## [WORK REQUIRED]
Please explain, in one to three sentences, why the narrator of the Citrus piece ate sandwiches and microwavable fried rice for two weeks instead of cooking.

--- start SOURCE EXCERPT ---

Citrus
or: I'm scared of needles but if I ever got a tattoo it would be a bundle of oranges and here are my half-baked reasons why.
note: this wonky little stream-of-consciousness piece is a response to a prompt from this week’s Call and Response: “Write about love without once using the word love.”
In the poem I’ve been trying to write about this feeling, it’s early August. Chicago after the rest of my fellowship cohort left, and I moved from the hustle and bustle near Millennium Park to a room in an Airbnb a few blocks from the White Sox stadium. My host was an elderly Chinese man who clucked his tongue when I showed up at his doorstep with the two suitcases I’d lugged from Florence to Chicago to New York City and back again—hěn dà, he muttered, then insisted on helping me carry them up the stairs. Some of my Sunday school training came back, enough Mandarin for me to ask what’s the wifi, do you have children? He handed me a pamphlet; his daughter lived and worked in nearby Chinatown at a boba tea shop. I pointed to myself and said Vietnam. He nodded. Ah, yes, we are neighbors.
At night, I no longer had a roommate or friends to text I’m on my way back, so instead I played Norah Jones’ “Sunrise” on repeat and walked faster past the shadowy parts of the park. There was a little Italian restaurant that always had customers in their outdoor dining area, and once I could see the light glancing off their wine glasses and hear the clink of plates, the knot in my chest would loosen. My host had said I was welcome to use the kitchen. Too nervous to move any of his pots and pans, I lived off sandwiches and Trader Joe’s microwavable Japanese-style fried rice for two weeks in lieu of cooking. At work, my manager would look over pityingly and say, “That again?” I joked that if they paid me more, maybe I could switch things up. They took me on a boat trip instead. Six hours with nothing to do but schmooze and booze and watch the pilots practice their maneuvers for the Air and Water Show. I don’t remember how I got home, but when I closed my eyes and fell into bed, I could still hear the planes roaring.

--- end SOURCE EXCERPT ---
--- start INFORMATION SHOWN ---

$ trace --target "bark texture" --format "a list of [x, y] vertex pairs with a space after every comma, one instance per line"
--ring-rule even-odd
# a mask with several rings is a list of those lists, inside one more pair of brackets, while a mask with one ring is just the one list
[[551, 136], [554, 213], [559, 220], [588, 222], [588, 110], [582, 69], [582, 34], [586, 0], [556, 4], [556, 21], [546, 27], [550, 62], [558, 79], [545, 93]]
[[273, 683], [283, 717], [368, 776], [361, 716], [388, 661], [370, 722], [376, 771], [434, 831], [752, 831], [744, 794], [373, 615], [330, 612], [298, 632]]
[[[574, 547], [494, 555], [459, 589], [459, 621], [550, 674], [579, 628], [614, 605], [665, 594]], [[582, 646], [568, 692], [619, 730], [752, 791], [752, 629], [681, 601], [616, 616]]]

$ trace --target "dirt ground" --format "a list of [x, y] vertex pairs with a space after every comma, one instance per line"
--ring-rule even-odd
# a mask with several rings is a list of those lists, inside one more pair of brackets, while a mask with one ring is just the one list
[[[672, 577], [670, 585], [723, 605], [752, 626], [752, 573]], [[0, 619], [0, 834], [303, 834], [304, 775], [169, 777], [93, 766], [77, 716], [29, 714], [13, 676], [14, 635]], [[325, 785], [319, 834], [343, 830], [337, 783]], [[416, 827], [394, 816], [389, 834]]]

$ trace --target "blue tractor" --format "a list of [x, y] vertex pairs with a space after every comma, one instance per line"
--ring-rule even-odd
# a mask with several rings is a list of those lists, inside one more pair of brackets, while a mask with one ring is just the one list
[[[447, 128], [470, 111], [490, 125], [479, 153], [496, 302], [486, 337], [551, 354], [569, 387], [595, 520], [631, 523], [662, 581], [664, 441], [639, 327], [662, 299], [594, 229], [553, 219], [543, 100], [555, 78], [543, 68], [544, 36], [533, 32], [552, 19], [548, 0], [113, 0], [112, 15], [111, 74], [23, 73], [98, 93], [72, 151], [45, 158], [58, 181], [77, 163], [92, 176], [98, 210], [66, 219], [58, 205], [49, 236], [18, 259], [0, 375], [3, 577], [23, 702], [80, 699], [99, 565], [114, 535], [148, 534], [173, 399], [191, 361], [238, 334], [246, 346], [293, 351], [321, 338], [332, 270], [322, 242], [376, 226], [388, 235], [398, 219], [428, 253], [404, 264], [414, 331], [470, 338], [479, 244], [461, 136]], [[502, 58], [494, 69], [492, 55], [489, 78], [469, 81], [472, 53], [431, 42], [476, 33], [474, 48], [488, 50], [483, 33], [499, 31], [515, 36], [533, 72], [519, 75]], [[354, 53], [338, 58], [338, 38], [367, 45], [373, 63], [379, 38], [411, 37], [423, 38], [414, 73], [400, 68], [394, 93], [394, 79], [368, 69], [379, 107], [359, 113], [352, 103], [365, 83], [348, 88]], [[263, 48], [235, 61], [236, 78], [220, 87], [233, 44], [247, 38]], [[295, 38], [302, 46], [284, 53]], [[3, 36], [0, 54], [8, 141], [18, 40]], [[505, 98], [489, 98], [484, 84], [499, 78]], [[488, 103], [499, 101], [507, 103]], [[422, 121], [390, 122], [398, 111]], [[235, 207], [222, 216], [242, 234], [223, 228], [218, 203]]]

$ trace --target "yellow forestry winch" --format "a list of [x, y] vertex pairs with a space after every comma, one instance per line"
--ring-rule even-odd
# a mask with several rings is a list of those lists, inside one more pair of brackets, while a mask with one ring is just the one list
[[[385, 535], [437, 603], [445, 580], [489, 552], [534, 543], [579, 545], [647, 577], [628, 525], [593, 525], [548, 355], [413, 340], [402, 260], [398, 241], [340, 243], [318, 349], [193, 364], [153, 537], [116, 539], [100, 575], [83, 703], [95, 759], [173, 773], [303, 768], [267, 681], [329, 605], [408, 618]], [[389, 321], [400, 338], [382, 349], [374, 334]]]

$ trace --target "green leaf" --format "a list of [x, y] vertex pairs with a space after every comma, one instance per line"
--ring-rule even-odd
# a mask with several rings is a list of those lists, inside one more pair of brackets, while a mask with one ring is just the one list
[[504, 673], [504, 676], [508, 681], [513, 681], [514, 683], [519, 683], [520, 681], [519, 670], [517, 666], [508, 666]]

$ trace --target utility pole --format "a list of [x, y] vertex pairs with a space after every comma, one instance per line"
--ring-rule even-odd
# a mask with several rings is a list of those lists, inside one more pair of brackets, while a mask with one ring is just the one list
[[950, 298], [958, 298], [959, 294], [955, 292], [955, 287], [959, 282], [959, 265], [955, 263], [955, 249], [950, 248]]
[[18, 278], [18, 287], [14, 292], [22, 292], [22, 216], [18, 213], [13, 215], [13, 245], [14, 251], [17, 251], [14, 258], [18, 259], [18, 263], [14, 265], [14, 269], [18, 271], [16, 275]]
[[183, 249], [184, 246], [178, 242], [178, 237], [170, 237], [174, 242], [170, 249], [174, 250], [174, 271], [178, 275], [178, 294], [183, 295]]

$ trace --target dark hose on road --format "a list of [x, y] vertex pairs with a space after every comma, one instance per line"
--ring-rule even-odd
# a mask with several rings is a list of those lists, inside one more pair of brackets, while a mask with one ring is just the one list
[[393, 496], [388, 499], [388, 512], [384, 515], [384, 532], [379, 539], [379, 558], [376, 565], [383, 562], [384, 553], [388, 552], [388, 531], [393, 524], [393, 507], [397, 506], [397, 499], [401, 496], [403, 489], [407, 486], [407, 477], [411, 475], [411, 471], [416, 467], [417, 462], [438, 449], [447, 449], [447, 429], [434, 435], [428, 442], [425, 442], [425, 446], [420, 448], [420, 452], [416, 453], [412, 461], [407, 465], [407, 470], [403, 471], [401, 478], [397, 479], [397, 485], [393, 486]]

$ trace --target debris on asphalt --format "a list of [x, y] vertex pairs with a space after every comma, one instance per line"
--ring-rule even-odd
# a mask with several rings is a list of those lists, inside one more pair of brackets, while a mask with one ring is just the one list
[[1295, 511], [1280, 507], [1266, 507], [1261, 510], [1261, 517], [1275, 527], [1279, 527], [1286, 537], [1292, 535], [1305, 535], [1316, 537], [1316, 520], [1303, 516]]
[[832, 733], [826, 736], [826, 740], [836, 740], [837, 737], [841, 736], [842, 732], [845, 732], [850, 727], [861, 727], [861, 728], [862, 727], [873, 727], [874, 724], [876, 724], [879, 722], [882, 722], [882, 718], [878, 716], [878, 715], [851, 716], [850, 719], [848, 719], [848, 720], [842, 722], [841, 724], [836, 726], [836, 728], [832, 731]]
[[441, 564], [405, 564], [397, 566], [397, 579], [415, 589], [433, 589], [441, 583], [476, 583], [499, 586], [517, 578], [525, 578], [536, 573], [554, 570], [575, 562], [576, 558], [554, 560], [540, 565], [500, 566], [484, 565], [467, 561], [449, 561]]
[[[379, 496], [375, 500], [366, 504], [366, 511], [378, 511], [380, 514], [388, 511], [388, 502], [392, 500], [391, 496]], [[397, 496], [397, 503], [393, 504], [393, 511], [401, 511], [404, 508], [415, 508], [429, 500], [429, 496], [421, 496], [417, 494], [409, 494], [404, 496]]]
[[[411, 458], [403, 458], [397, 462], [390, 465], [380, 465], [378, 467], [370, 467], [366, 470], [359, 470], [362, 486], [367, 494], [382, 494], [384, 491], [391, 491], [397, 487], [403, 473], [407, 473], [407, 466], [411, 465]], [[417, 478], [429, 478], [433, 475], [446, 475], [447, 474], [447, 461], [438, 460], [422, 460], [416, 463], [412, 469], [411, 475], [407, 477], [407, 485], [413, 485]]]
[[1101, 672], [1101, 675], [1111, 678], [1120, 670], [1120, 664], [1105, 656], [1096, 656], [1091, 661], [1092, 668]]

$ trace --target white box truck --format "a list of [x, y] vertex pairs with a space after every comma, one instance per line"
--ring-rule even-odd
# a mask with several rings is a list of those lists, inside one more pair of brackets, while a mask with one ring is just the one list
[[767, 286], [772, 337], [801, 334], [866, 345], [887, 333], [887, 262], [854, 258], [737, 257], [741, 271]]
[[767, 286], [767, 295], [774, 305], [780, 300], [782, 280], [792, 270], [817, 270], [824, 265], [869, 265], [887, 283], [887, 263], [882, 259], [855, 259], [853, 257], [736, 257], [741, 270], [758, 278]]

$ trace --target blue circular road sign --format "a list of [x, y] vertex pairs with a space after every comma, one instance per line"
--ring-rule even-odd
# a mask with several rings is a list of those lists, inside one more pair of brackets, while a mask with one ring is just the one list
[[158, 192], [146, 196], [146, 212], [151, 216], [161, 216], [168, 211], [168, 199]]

--- end INFORMATION SHOWN ---
--- start INFORMATION SHOWN ---

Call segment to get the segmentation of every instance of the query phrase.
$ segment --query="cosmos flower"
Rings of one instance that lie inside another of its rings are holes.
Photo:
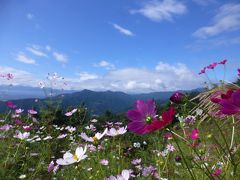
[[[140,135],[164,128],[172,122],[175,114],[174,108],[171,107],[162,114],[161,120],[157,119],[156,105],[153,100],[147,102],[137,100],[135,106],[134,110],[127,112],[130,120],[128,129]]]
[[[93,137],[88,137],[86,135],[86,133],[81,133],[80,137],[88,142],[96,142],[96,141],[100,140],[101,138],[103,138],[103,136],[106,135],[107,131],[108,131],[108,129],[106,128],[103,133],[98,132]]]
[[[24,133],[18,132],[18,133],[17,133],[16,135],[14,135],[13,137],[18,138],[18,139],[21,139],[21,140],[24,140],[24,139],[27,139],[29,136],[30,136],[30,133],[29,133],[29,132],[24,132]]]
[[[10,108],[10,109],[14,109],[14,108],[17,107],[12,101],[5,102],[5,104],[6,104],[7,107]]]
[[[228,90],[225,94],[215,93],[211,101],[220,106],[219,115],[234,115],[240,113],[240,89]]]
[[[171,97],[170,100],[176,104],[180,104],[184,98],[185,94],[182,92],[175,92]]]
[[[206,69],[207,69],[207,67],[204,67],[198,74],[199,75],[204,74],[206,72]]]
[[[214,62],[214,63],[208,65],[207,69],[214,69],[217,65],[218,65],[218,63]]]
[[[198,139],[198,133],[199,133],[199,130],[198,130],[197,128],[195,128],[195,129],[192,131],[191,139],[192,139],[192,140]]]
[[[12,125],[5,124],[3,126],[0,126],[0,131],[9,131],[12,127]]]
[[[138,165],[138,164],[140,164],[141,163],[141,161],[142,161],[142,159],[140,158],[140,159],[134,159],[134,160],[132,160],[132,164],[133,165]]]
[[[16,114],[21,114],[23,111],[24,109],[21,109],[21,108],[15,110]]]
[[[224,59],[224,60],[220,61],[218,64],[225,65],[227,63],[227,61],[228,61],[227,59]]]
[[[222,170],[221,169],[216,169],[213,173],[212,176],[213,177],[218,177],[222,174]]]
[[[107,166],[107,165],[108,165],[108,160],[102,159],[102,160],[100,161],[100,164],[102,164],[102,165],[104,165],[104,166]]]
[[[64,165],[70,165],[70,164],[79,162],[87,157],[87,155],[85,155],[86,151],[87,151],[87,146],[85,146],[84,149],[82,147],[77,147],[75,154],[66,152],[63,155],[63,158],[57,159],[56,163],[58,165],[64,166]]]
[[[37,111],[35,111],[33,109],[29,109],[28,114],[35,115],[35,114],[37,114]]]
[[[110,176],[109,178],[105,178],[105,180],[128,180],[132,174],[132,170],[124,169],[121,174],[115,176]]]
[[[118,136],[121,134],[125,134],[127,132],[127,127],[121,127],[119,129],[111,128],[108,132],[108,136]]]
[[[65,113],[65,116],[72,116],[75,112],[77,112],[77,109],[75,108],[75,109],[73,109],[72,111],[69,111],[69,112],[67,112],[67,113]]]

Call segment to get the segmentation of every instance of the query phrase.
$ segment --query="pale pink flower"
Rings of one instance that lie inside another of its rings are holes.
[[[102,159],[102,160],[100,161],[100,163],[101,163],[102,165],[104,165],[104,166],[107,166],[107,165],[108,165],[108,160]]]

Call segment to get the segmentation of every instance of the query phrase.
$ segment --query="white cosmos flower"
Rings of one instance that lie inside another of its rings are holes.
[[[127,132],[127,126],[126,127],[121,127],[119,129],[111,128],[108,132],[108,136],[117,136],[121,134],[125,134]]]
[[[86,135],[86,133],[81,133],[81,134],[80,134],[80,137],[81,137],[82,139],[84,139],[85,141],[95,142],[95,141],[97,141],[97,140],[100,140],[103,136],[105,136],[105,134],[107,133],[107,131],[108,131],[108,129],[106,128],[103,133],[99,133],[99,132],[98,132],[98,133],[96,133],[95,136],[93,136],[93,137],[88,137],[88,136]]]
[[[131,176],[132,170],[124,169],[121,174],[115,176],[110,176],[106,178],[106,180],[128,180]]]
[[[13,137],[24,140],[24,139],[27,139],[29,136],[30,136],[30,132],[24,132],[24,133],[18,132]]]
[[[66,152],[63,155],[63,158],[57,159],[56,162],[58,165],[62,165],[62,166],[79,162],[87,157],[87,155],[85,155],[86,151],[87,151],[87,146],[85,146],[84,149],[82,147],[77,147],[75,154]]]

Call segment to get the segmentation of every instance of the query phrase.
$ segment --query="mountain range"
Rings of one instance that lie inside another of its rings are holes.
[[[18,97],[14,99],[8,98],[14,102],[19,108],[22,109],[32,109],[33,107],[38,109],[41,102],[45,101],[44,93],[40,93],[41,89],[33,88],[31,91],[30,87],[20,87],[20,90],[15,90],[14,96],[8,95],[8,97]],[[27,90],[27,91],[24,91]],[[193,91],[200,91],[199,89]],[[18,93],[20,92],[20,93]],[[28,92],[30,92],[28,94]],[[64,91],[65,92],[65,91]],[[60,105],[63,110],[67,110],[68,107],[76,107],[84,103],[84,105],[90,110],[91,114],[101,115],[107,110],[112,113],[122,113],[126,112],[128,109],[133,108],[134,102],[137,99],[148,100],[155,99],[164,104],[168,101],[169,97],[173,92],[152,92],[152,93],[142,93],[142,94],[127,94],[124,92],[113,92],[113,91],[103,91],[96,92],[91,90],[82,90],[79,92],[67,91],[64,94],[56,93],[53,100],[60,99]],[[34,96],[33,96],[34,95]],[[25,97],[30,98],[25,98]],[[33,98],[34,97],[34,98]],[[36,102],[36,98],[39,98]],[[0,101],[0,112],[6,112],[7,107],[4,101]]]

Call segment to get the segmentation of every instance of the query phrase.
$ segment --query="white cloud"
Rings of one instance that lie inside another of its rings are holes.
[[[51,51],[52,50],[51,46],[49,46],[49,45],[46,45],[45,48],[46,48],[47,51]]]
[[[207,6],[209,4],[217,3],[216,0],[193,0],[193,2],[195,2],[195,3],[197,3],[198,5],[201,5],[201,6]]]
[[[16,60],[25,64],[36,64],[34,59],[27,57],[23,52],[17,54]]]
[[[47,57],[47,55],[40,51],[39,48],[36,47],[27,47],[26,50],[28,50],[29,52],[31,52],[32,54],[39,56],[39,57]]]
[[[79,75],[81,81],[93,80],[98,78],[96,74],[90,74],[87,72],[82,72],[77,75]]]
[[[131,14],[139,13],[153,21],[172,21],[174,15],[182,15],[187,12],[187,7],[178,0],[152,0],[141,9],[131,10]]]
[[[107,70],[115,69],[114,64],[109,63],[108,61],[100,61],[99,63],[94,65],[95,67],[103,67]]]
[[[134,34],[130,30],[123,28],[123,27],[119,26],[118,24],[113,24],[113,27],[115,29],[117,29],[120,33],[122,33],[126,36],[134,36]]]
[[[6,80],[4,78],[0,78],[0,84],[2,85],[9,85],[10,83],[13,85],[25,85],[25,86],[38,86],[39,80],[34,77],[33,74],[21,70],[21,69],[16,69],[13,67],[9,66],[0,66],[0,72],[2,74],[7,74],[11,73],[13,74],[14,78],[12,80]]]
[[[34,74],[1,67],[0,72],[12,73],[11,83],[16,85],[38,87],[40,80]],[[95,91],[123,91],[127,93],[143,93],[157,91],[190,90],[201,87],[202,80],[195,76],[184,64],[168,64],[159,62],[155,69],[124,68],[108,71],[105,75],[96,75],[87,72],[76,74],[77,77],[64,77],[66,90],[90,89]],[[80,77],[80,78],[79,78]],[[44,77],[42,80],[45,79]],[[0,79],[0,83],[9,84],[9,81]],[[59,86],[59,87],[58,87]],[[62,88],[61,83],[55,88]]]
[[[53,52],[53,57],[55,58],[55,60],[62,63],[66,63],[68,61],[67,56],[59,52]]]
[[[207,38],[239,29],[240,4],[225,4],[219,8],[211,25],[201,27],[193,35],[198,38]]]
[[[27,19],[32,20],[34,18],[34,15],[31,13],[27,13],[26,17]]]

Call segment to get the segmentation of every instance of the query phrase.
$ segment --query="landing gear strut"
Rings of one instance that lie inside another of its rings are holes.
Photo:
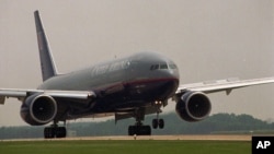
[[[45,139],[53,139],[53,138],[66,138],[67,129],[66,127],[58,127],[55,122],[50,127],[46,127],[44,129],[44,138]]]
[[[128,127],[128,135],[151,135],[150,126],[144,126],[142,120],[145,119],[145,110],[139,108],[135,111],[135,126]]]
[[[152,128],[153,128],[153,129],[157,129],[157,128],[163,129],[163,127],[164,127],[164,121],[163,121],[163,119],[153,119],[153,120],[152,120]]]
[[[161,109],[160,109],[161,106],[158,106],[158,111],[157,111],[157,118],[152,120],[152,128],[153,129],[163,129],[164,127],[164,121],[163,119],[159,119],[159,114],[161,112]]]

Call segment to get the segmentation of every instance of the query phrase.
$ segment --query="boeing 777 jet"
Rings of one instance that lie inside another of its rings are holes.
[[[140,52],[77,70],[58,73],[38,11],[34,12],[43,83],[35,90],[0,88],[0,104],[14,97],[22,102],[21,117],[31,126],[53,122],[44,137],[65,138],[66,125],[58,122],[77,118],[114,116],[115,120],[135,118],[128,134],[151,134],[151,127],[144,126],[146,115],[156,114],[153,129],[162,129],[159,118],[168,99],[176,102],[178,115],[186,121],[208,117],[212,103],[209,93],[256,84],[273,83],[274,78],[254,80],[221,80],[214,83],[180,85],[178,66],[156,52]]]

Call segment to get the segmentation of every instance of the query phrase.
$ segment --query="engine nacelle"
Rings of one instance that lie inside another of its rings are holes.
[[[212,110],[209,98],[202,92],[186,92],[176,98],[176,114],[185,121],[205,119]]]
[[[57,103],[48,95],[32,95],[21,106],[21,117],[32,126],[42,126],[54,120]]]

--- end INFORMATION SHOWN ---
--- start INFORMATION SHOWN ---

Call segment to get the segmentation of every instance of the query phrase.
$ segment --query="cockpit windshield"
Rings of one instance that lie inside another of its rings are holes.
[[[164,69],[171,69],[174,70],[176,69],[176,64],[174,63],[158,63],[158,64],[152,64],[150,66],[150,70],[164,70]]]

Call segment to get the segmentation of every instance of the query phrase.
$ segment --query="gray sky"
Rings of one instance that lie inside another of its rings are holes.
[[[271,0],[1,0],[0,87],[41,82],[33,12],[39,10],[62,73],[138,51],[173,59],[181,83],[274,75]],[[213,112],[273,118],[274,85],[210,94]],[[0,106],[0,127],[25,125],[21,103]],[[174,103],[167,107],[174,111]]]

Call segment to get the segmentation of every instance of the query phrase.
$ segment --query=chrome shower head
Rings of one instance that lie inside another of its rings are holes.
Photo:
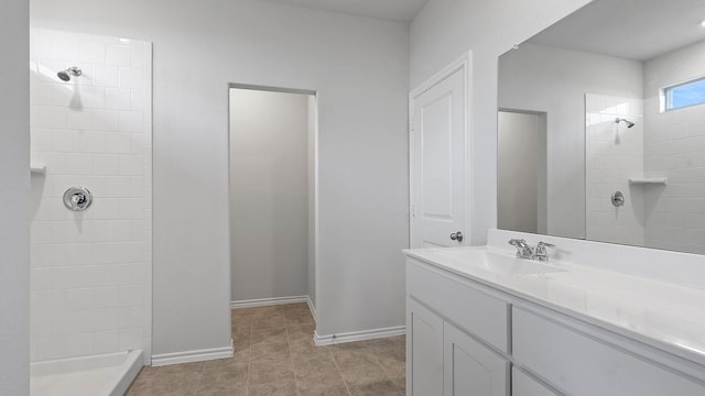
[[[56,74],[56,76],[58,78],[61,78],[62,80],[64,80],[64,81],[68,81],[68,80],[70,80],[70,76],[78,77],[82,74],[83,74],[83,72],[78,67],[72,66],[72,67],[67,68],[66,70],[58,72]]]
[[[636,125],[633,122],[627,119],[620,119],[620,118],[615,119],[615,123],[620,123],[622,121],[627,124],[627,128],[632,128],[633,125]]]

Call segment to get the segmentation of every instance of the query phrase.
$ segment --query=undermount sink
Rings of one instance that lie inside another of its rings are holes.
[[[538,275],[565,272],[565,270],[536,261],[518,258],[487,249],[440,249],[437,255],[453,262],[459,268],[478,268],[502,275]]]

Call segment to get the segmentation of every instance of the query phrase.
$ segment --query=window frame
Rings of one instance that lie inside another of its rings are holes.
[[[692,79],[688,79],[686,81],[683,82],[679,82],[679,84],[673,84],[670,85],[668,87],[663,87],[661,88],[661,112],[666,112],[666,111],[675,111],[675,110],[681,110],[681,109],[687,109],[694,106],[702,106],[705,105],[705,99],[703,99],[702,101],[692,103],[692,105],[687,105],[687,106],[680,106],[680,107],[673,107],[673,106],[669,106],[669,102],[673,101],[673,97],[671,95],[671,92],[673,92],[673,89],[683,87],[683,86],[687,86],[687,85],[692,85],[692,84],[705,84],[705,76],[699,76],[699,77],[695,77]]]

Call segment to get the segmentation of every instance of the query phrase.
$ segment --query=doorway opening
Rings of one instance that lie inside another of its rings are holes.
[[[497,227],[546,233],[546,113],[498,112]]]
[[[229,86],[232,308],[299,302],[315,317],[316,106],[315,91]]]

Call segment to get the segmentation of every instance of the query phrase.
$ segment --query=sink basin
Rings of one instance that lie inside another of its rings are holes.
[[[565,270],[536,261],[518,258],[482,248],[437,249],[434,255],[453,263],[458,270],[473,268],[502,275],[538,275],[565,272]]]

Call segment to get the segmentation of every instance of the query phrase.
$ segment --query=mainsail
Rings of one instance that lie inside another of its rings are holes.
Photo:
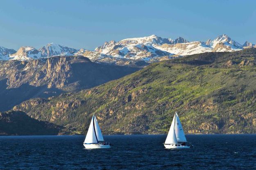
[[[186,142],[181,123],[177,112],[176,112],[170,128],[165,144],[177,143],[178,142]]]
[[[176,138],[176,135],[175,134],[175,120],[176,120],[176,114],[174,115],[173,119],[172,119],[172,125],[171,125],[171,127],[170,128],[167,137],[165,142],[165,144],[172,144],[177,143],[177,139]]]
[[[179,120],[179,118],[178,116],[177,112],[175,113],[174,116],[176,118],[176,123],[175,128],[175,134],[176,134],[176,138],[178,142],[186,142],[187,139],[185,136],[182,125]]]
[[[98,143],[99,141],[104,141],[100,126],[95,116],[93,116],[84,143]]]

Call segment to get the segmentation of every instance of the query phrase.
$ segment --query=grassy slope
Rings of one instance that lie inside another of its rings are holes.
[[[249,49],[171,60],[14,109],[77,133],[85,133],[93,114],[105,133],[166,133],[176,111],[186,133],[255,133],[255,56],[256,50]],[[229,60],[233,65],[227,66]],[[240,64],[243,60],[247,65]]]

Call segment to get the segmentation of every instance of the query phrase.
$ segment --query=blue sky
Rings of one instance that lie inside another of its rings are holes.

--- end INFORMATION SHOWN ---

## [RESULT BELOW]
Although the host had said the kitchen was open to use, the narrator was too nervous to move any of his pots and pans. So for two weeks the narrator lived off sandwiches and Trader Joe's microwavable Japanese-style fried rice in lieu of cooking.